━━━ INFORMATION SUPPLIED ━━━
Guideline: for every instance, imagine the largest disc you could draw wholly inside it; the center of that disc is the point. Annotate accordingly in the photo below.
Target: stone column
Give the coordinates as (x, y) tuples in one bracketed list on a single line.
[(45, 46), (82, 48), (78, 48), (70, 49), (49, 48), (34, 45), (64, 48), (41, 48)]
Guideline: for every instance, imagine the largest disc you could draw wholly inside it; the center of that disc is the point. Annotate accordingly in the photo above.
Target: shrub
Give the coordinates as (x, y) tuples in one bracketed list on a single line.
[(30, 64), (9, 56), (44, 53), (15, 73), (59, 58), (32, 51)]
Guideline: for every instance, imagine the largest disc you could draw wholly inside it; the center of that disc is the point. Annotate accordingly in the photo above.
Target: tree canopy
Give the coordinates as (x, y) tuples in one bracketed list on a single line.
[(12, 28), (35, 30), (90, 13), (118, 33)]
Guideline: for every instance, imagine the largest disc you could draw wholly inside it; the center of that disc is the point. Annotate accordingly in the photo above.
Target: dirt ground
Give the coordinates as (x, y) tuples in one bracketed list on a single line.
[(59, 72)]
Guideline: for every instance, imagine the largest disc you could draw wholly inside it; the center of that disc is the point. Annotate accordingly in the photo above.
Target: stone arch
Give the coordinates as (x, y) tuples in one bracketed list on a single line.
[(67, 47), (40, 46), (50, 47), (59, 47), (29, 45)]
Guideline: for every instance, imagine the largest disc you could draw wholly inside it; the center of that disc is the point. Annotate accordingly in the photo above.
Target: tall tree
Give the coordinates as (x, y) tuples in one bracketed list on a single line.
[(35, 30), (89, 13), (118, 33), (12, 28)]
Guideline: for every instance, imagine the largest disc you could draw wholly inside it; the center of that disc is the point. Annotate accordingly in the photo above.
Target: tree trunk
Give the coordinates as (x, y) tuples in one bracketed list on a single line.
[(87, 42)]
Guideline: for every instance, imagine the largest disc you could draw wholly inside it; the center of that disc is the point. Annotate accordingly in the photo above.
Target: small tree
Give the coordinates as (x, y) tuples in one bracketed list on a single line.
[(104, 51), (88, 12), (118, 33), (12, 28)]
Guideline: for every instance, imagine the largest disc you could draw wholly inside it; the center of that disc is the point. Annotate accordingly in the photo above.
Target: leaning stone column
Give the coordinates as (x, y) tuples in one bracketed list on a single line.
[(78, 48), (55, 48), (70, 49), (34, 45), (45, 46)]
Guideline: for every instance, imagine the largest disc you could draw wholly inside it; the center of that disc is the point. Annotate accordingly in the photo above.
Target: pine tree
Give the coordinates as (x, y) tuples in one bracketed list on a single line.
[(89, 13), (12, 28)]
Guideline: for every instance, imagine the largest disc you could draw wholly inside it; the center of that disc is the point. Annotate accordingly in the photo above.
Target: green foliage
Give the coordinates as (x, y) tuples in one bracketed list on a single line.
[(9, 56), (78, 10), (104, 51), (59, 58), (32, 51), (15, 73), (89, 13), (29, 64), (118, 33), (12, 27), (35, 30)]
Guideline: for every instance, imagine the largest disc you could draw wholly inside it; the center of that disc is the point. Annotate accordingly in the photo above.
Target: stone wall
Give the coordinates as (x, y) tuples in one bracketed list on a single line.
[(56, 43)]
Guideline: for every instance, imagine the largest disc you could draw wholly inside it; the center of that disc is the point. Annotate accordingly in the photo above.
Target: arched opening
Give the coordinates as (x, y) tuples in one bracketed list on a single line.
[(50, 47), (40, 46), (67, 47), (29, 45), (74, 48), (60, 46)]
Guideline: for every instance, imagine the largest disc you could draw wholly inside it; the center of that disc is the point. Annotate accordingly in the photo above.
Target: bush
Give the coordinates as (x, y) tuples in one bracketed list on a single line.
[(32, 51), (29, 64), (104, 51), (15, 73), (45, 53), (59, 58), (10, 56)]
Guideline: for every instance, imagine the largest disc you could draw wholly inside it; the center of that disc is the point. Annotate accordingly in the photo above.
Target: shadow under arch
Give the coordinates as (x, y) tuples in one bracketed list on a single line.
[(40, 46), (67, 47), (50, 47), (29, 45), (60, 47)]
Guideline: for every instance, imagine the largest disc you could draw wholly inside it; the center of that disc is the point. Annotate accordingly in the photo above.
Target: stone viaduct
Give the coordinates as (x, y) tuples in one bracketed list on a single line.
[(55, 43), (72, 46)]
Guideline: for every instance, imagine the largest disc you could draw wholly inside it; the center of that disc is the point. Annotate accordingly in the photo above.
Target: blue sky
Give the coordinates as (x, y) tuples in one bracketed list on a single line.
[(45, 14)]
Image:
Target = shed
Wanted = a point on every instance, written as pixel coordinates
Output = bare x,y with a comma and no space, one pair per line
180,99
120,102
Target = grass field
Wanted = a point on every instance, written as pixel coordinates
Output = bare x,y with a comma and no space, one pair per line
━━━
### REQUIREMENTS
Please rewrite the rows from the first line up to and including the line with "[(67, 47), (40, 46), (50, 47), (59, 47), (29, 45)]", changing "disc" to "circle" and keeping everything else the same.

### RESPONSE
Guideline: for every instance, imagine the largest circle you could draw wholly inside it; the center of that circle is the point. Annotate accordingly in the photo below.
Target: stone column
Give the coordinates as (x, y) tuples in one bracketed list on a single line.
[(45, 46), (82, 48), (78, 48), (70, 49), (49, 48), (34, 45), (64, 48), (41, 48)]
Guideline: for every instance, imagine the largest circle you could draw wholly inside it; the center of that circle is the point. Annotate accordingly in the photo above.
Target: shrub
Give the coordinates as (x, y) tuples in one bracketed list on a single line.
[(30, 64), (9, 56), (44, 53), (15, 73), (59, 58), (32, 51)]
Guideline: for every instance, imagine the largest circle you could draw wholly inside it; the center of that circle is the point. Annotate accordingly in the photo above.
Target: tree canopy
Give the coordinates as (x, y) tuples in one bracketed list on a single line.
[(12, 28), (35, 30), (90, 13), (118, 33)]
Guideline: for every instance, imagine the largest circle you could draw wholly inside it; the center of that circle is the point. Annotate accordingly in the photo above.
Target: dirt ground
Give the coordinates as (x, y) tuples in one bracketed list on a single line.
[(59, 72)]
Guideline: for every instance, imagine the largest circle you could draw wholly inside it; the center of that circle is the point. Annotate accordingly in the photo above.
Target: stone arch
Give the coordinates as (x, y) tuples in one bracketed list on a single line.
[(67, 47), (40, 46), (50, 47), (59, 47), (29, 45)]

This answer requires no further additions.